__Given text__
>>>>

Nielsen: 50-50

The first Nielsen poll since the leadership change follows the general trend in finding Labor drawing level with the Coalition after spending a long period in some place lower than the doldrums.

GhostWhoVotes relates that the first Nielsen poll since the leadership change has Labor bouncing from 57-43 behind to dead level, from primary votes of 39% for Labor (up 10), 44% for the Coalition (down three) and 9% for the Greens (down two). Kevin Rudd’s personal ratings are 51% approve and 43% disapprove, while Tony Abbott is on 41% (down three) and 56% disapprove (up three). Rudd leads as preferred prime minister by 55-41. More to follow.

UPDATE: Full tables plus leadership attributes results, courtesy as usual of the ghost with the most.

<<<<

__Extracted records__

>>>>

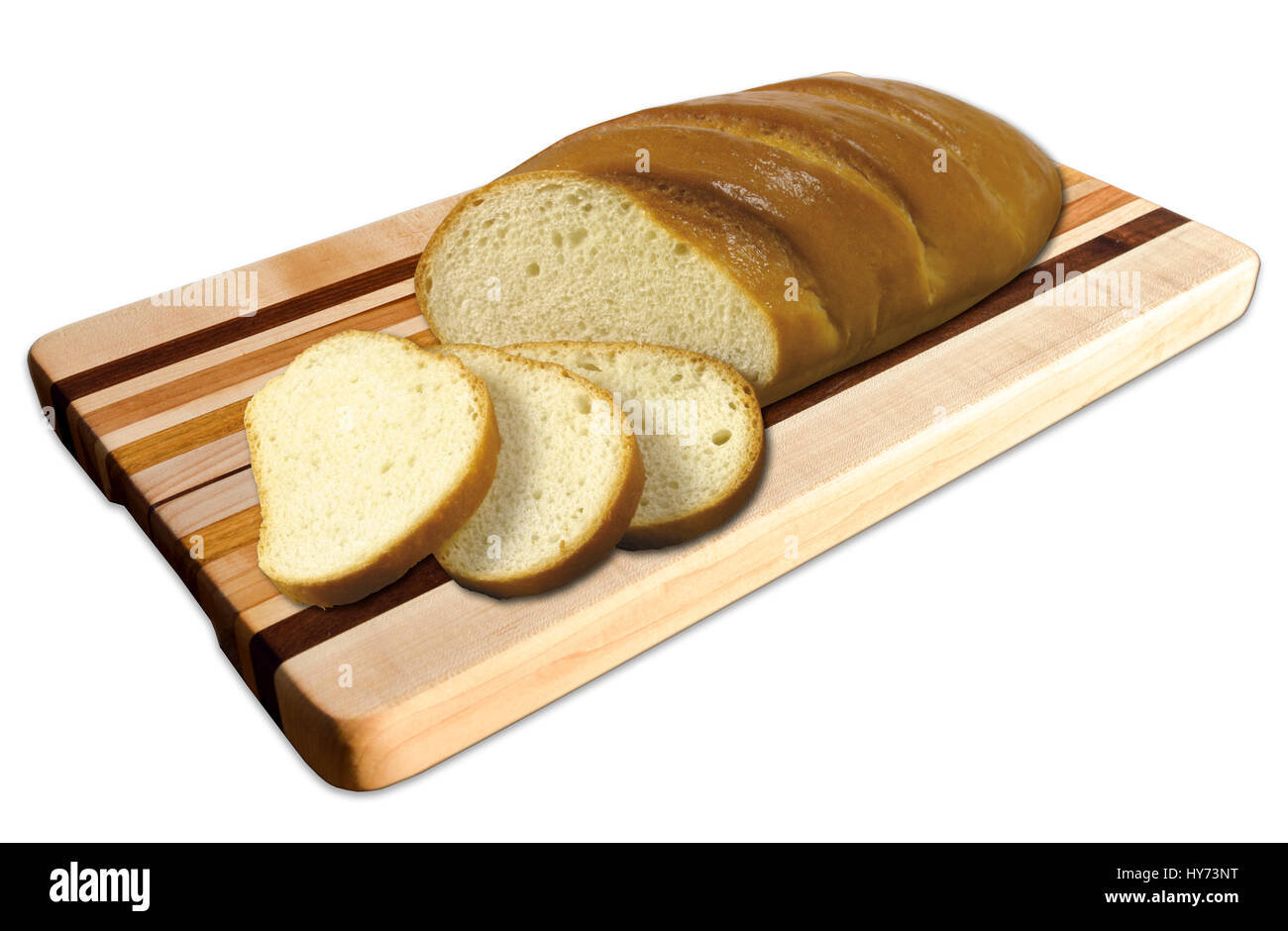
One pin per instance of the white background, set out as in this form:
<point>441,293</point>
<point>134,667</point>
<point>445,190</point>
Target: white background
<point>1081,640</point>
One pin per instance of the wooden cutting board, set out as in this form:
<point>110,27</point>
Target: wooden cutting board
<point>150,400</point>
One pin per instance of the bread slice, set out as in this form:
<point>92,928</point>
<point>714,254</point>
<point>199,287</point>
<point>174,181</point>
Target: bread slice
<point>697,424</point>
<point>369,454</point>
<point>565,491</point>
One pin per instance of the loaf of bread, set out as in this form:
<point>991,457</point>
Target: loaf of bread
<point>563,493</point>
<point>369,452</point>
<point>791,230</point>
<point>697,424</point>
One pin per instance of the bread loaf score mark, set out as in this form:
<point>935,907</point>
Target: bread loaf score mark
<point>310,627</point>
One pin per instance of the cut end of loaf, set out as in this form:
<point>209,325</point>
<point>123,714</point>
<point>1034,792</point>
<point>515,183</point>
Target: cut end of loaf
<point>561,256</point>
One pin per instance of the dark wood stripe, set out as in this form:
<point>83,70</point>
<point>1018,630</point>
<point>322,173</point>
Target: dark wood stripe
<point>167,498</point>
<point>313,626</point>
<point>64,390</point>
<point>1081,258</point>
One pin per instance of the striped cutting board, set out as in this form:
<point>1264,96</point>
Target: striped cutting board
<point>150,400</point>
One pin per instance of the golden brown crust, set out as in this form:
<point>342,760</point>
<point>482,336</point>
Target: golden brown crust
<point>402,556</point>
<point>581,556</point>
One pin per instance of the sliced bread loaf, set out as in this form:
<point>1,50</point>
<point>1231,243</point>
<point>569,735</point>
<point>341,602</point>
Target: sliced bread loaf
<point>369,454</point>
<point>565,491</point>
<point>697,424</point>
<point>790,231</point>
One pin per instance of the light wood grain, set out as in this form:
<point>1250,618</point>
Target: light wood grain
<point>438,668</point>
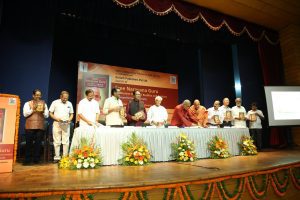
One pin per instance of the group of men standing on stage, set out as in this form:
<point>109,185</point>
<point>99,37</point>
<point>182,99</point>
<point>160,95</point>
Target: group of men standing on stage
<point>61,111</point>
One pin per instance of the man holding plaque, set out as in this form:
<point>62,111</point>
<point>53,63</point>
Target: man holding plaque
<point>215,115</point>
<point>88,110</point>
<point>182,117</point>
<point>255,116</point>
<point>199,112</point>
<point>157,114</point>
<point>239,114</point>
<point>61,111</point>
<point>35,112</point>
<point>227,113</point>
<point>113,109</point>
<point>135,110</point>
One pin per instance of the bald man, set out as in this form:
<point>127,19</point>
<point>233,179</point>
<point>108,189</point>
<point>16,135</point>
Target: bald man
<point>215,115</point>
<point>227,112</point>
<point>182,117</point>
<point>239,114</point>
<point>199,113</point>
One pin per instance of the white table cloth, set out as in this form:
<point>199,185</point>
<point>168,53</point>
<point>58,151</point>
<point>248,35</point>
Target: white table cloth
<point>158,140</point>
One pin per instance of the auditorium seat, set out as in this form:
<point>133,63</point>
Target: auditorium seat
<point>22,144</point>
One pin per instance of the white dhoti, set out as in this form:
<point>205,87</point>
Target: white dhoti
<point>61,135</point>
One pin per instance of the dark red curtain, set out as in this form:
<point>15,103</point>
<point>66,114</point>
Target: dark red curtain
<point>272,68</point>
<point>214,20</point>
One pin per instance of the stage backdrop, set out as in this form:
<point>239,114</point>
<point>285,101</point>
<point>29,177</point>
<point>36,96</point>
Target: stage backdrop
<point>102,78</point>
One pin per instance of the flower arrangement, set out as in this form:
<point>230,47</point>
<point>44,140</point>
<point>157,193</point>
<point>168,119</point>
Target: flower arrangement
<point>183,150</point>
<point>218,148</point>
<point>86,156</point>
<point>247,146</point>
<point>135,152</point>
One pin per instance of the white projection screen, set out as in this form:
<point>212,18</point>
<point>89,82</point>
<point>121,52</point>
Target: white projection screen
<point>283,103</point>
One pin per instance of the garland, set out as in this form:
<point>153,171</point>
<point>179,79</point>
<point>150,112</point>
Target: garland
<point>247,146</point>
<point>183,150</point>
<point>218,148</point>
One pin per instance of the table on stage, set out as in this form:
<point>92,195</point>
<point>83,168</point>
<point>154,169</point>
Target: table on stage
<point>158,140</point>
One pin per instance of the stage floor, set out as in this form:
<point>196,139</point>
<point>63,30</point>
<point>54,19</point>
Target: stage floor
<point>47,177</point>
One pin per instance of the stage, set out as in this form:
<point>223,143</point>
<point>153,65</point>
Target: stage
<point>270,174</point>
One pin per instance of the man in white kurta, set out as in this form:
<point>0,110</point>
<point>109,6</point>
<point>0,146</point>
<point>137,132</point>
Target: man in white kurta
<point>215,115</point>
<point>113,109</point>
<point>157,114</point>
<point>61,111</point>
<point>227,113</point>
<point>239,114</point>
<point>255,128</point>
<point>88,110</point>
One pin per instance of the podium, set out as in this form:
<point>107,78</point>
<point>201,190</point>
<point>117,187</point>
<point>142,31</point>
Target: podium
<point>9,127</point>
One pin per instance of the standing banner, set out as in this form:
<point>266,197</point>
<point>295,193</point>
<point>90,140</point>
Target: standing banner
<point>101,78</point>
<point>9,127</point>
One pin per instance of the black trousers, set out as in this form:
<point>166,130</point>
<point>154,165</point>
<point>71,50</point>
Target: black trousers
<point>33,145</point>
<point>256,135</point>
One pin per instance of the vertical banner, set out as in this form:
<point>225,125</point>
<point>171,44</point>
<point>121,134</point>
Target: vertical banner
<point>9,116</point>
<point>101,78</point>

<<<<
>>>>

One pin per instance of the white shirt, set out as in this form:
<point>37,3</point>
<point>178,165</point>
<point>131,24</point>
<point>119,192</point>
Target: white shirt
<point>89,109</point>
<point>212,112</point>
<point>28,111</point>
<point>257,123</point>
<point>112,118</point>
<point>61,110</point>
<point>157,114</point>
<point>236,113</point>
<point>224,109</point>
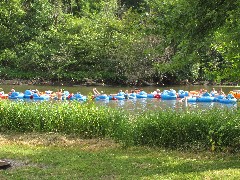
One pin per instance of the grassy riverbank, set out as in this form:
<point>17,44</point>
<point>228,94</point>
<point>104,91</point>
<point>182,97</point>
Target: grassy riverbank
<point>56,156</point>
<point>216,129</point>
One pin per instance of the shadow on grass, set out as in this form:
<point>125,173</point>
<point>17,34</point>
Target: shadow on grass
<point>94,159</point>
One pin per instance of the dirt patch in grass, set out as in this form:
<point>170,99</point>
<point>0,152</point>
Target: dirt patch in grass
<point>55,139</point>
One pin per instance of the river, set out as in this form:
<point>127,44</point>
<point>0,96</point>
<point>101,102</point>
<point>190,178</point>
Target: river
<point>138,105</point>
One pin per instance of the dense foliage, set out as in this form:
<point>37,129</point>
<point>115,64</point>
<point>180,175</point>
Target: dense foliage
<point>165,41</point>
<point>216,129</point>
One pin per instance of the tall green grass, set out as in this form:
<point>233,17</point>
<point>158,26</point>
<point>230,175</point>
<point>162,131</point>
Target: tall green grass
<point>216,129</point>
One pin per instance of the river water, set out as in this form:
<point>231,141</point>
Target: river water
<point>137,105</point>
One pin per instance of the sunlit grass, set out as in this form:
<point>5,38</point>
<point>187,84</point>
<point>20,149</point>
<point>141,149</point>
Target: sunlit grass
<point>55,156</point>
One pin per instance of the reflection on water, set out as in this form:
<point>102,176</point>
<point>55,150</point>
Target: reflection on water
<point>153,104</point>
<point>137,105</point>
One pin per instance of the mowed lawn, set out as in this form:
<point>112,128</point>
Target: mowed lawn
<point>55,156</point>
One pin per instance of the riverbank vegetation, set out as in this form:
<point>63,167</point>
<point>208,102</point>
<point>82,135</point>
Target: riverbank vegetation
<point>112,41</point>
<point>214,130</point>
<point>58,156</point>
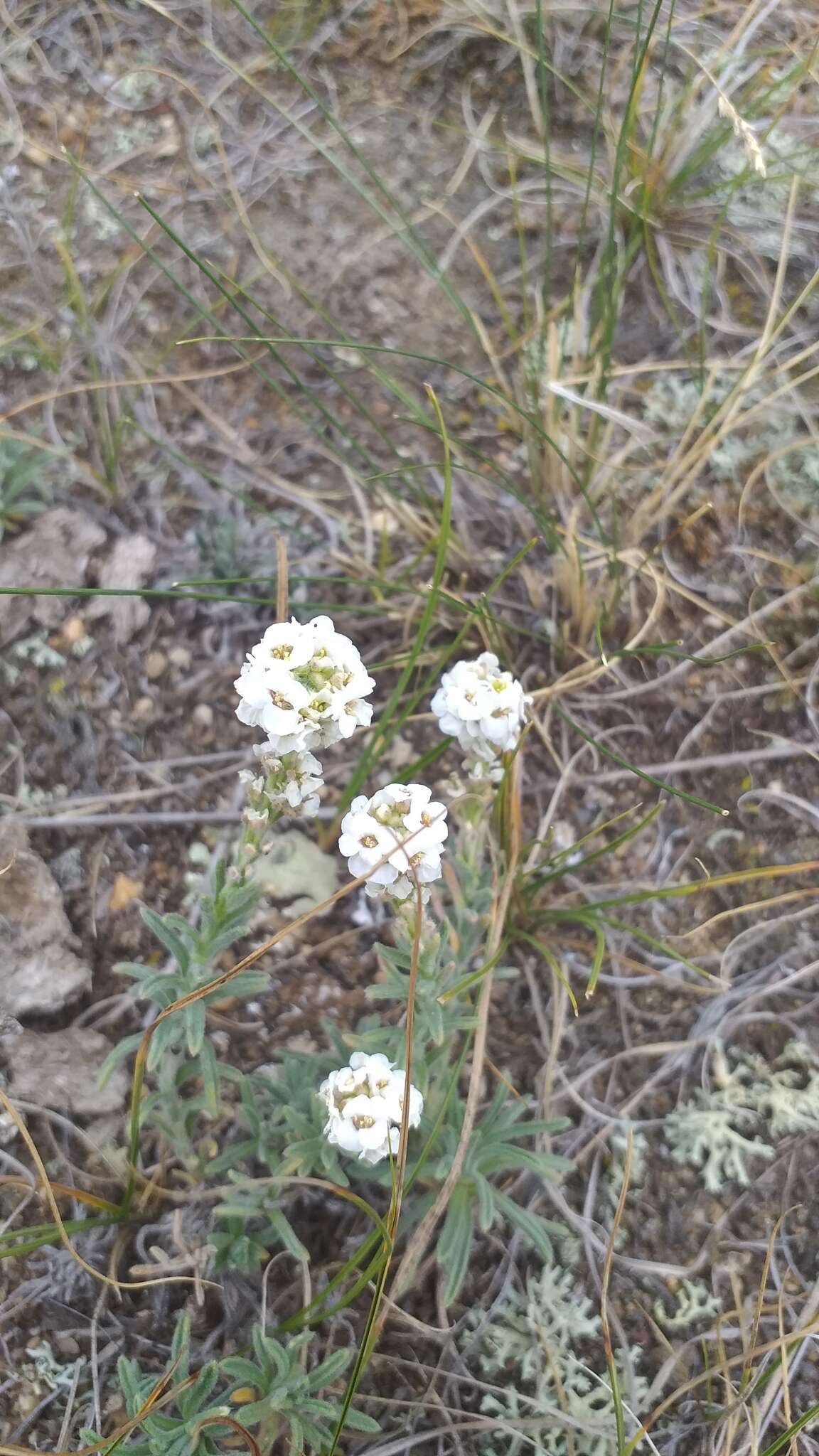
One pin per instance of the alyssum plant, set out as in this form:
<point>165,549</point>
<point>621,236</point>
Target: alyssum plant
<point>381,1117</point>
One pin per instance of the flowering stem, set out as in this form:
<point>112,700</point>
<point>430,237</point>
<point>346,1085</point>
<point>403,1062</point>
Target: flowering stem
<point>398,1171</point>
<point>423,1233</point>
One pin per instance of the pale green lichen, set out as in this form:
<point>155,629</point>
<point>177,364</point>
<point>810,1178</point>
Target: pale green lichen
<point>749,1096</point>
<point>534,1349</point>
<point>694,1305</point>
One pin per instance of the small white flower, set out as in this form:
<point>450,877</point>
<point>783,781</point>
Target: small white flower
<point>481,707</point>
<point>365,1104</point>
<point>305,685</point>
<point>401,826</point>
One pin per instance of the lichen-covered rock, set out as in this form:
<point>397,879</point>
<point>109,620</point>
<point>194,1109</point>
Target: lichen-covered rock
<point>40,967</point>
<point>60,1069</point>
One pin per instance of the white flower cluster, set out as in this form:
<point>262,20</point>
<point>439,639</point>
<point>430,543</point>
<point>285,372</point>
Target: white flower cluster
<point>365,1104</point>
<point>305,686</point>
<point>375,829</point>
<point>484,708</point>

<<<<
>>>>

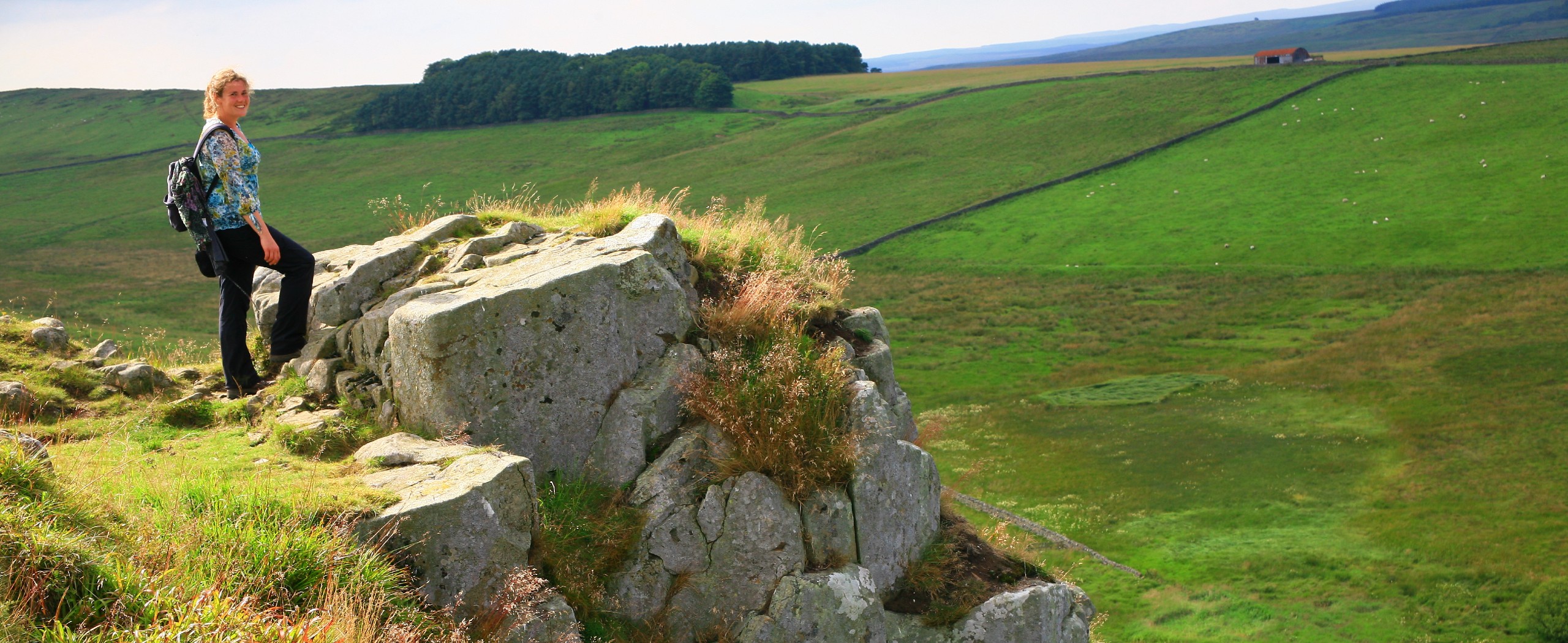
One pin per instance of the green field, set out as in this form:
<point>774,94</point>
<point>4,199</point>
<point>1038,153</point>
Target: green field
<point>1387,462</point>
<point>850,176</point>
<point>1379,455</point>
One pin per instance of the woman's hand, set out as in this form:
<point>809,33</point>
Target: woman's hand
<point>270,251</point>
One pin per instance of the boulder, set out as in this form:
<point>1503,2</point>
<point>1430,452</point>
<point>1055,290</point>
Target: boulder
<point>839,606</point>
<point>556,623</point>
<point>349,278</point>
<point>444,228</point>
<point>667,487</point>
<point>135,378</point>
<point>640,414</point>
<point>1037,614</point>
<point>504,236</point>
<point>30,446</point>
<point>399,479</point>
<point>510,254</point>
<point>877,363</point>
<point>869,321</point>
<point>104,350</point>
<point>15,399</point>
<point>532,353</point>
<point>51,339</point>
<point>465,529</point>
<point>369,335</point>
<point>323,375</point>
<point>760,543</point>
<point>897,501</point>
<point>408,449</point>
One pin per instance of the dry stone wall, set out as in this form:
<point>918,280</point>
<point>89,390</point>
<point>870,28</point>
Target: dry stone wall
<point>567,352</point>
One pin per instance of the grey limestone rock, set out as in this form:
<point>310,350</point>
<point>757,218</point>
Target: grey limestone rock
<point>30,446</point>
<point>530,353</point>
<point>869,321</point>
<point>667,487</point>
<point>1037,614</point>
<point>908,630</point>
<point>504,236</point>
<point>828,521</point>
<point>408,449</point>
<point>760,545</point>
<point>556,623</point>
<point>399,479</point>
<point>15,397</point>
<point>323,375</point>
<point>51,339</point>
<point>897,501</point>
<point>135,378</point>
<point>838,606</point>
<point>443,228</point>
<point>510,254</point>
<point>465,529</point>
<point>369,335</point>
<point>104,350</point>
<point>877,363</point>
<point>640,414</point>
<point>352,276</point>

<<<<

__Problem requirements__
Pick up the post about the Nielsen poll above, after the material, and continue it from its last sentence.

__Response to this exercise__
UPDATE 2 (Essential Research): The ever inflexible Essential Research still has the Coalition lead at 52-48, although Labor is up a point on last week to 39% with the Coalition steady on 46% and the Greens down one to 7%. Also featured are personal approval ratings, with Kevin Rudd on 50% approve and 35% disapprove against 39% and 51% for Tony Abbott, with Rudd leading 50-35 as preferred prime minister. There is also very strong support for Kevin Rudd’s notion that party leaders should be chosen by members as well as caucus, with 56% approval and 19% disapproval. A question on the state of the economy finds a sharp deterioration since April, with good down nine points to 36% and poor up four to 30%, with the usual huge disparities according to voting intention. Thirty-eight per cent thought the economy headed in the right direction, up two since July, against 42% for the wrong direction, up three. There is also a question on respondents’ personal involvement in the past week, showing 56% had watched federal politicians on television, 50% discussed federal politics with friends and family, and 43% had seen television advertising by the parties.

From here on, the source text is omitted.